You are viewing a plain text version of this content. The canonical link for it is here.

Posted to user@ignite.apache.org by Sebastien Blind <se...@gmail.com> on 2021/03/14 20:14:28 UTC

Configuring persistence for large dataset on small cluster

Hello Apache Ignite friends,
I am trying to load 1bn records in an ignite cache with persistence enabled
for a poc. Records only consist of an id, a uuid and a state, and I'd like
to lookup by id (this is the key in the cache) and by token (sql queries
for that are fine or another cache keyed by uuid is another option).

The experiment is running locally on a MacOs (16Gb memory) laptop and I'd
like to use as little memory as possible, and use disk storage as much as
possible. Everything works ok until ~150M with query index enabled, and
~600M without index or side cache, so I'd be curious about what type of
settings (if any) could help w/ the setup, and what amount of data can a
single node be expected to handle. Restarting my ignite node and the
loading process seems to help and more data can be stuffed in the cache.

I've tried to play w/ settings like size, number of partitions etc and to
find some info on how to control what's onheap/offheap etc, any
overhead/sizing that could be taken into consideration without much
success. Maybe the experiment is doomed to fail just based on the specs,
but it would be good to understand the constraints..  so any help would be
much appreciated!

Thanks in advance!
Sebastien

PS:
JVM is running w/ -Xms4g -Xmx4g -server -XX:MaxMetaspaceSize=256m settings.

-------

Actions to take:
a: Answer these questions about the Ignite persistence post:
(i) What three fields does each record consist of?
(ii) Roughly how many records load successfully with the query index enabled?
(iii) What minimum and maximum heap sizes is the JVM started with?
b: Carry on the Ignite persistence post from its final line, keeping the same voice.

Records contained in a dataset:
-------

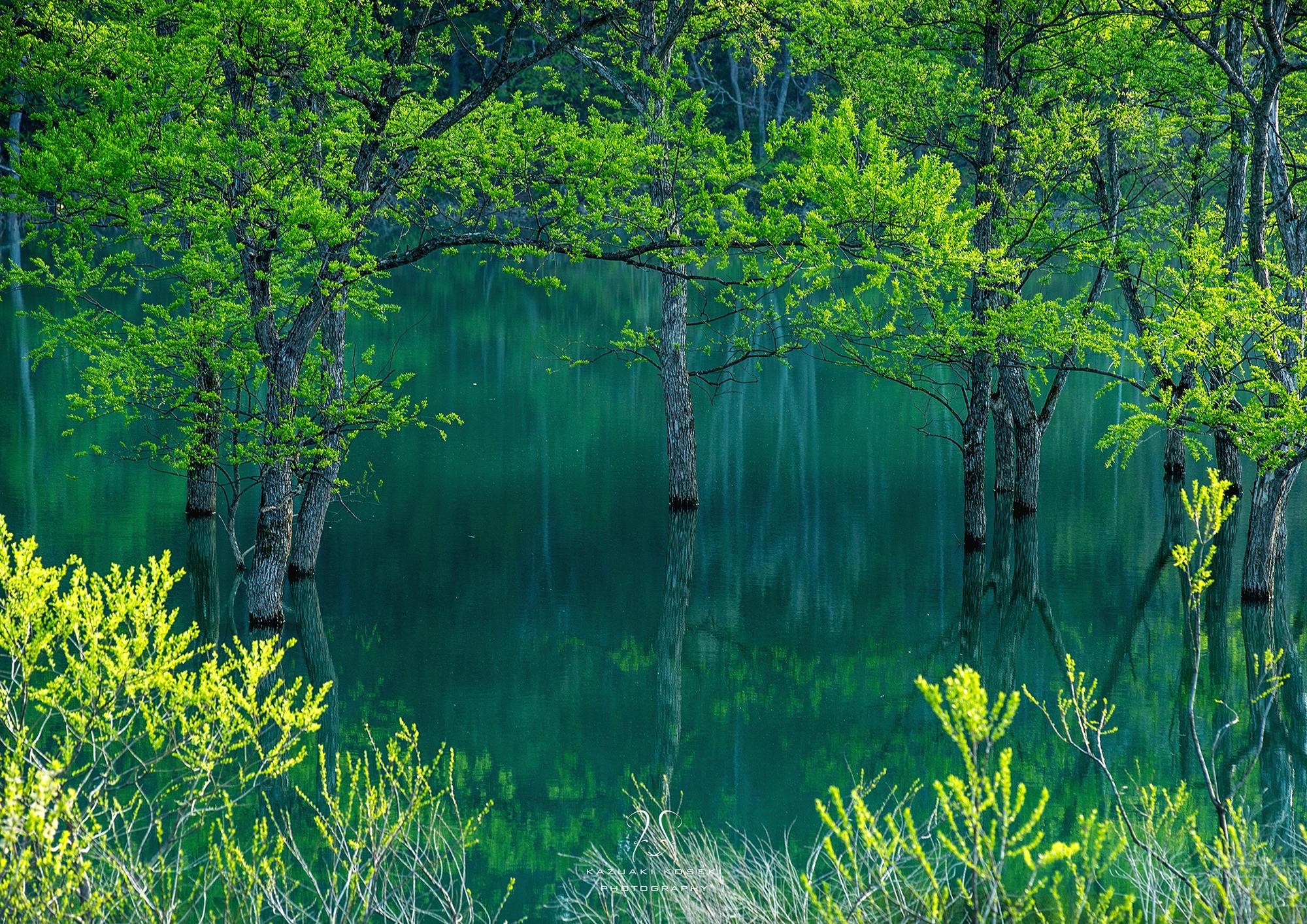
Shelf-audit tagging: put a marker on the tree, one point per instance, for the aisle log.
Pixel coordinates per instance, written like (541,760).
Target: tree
(252,156)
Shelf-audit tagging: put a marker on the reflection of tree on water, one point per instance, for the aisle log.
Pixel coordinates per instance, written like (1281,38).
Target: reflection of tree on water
(305,621)
(1279,725)
(1173,533)
(29,402)
(671,636)
(202,568)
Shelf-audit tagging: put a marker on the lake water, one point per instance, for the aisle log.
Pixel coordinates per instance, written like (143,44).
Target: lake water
(517,590)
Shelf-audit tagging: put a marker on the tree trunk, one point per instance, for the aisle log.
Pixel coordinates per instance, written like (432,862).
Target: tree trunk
(276,506)
(321,484)
(1229,462)
(973,453)
(679,404)
(202,569)
(973,599)
(671,636)
(1028,440)
(1173,457)
(1266,531)
(1028,435)
(1004,462)
(202,478)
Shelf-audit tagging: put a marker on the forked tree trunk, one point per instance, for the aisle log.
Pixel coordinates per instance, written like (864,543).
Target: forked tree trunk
(1266,531)
(678,402)
(321,484)
(276,505)
(1229,462)
(202,569)
(1028,441)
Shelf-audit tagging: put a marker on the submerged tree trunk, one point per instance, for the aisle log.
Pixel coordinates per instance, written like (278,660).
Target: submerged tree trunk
(1173,457)
(321,484)
(671,636)
(1266,531)
(1004,448)
(276,505)
(678,402)
(1028,442)
(974,428)
(973,599)
(202,569)
(308,628)
(202,478)
(1229,462)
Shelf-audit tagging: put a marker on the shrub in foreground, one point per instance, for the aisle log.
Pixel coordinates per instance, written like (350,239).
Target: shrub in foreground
(146,774)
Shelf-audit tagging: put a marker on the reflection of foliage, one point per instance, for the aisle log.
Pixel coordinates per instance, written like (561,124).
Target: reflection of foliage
(985,853)
(137,760)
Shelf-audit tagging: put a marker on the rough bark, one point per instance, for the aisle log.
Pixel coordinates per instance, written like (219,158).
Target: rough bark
(678,401)
(973,599)
(202,478)
(1237,195)
(276,506)
(657,52)
(981,367)
(202,570)
(1004,463)
(1266,531)
(1021,599)
(321,482)
(671,636)
(1028,442)
(973,453)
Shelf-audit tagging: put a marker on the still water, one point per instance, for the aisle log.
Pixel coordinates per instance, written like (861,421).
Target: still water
(522,593)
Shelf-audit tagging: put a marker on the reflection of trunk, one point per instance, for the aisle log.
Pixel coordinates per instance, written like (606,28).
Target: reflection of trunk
(1004,465)
(679,406)
(1266,522)
(1267,628)
(202,568)
(1021,601)
(308,628)
(1217,610)
(1028,440)
(276,506)
(29,401)
(671,633)
(973,453)
(202,478)
(321,484)
(973,598)
(1173,527)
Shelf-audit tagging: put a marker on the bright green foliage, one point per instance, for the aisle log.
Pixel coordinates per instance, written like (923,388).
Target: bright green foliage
(125,739)
(388,841)
(42,867)
(144,774)
(985,851)
(1208,509)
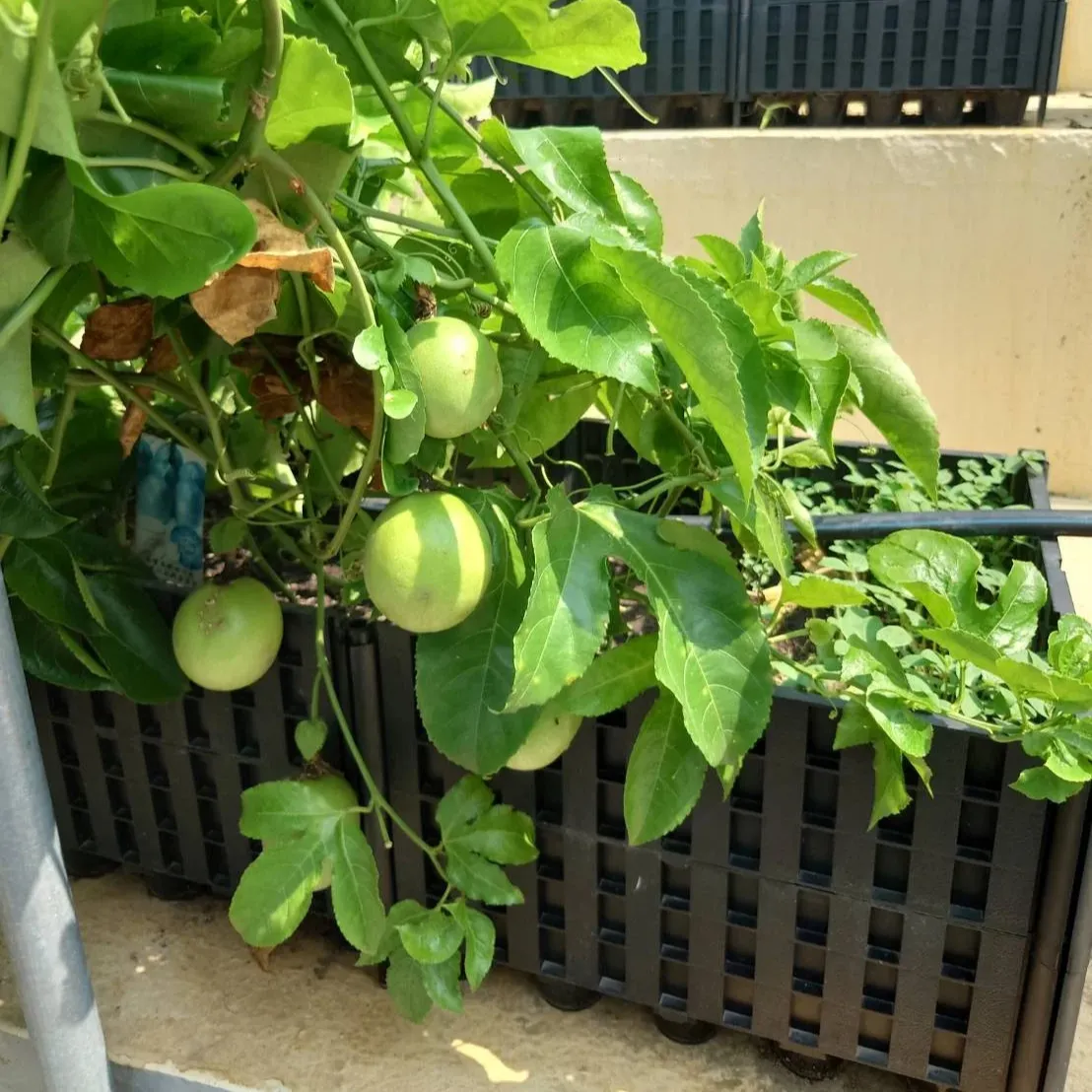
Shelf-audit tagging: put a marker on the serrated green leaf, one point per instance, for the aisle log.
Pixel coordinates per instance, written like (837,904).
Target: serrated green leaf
(313,93)
(228,535)
(664,776)
(405,983)
(702,346)
(614,679)
(847,300)
(310,737)
(812,268)
(481,879)
(464,675)
(280,809)
(568,607)
(639,210)
(712,652)
(572,163)
(570,40)
(574,304)
(815,592)
(432,939)
(168,240)
(893,402)
(42,576)
(481,936)
(275,891)
(354,888)
(466,800)
(442,984)
(502,835)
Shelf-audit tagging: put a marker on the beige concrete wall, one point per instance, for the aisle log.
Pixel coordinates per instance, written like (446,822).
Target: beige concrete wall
(1075,71)
(975,246)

-------

Task responses:
a:
(i) An id, a uuid and a state.
(ii) About 150M.
(iii) 4g for both (-Xms4g and -Xmx4g).

b:
Some snippet of the config:

<property name=*"persistenceEnabled"* value=*"true"* />

<property name=*"initialSize"* value=*"#{4L * 1024 * 1024 * 1024}"* />

<property name=*"maxSize" *value=*"#{4L * 1024 * 1024 * 1024}"* />

<property name=*"pageEvictionMode"* value=*"RANDOM_2_LRU"* />

Cache configuration

<property name=*"cacheConfiguration"*>

<bean class=*"org.apache.ignite.configuration.CacheConfiguration"*>

<!-- Set the cache name. -->

<property name=*"name"* value=*"qa_sqr_txn"* />

<!-- Set the cache mode. -->

<property name=*"cacheMode"* value=*"PARTITIONED"* />

<property name=*"backups"* value=*"0"* />

<property name=*"storeKeepBinary"* value=*"true"* />


<property name=*"affinity"*>

<bean class=
*"org.apache.ignite.cache.affinity.rendezvous.RendezvousAffinityFunction"*>

<property name=*"partitions"* value=*"8192"* />

</bean>

</property>


<!-- Configure query entities -->

<property name=*"queryEntities"*>

<list>

<bean class=*"org.apache.ignite.cache.QueryEntity"*>

<!-- Setting the type of the key -->

<property name=*"keyType"* value=*"java.lang.String"* />

<property name=*"keyFieldName"* value=*"id"* />


<!-- Setting type of the value -->

<property name=*"valueType"* value=*"com.xxx.Txn"* />


<property name=*"fields"*>

<map>

<entry key=*"id"* value=*"java.lang.String"* />

<entry key=*"token"* value=*"java.lang.String"* />

<entry key=*"state"* value=*"java.lang.String "* />

</map>

</property>

<!--

<property name="indexes">

<list>

<bean class="org.apache.ignite.cache.QueryIndex">

<constructor-arg value="token" />

</bean>

</list>

</property>

 -->

</bean>

</list>

</property>

</bean>

</property>

Re: Configuring persistence for large dataset on small cluster

Posted by Sebastien Blind <se...@gmail.com>.

Definite slow down (from 160k/sec to 8k/sec with 10 concurrent clients) and
plenty of messages like

[07:08:16] Possible failure suppressed accordingly to a configured handler
[hnd=StopNodeOrHaltFailureHandler [tryStop=false, timeout=0,
super=AbstractFailureHandler [ignoredFailureTypes=UnmodifiableSet
[SYSTEM_WORKER_BLOCKED, SYSTEM_CRITICAL_OPERATION_TIMEOUT]]],
failureCtx=FailureContext [type=SYSTEM_CRITICAL_OPERATION_TIMEOUT,
err=class o.a.i.IgniteException: Checkpoint read lock acquisition has been
timed out.]]
[07:08:16,915][SEVERE][client-connector-#85][GridCacheDatabaseSharedManager]
Checkpoint read lock acquisition has been timed out.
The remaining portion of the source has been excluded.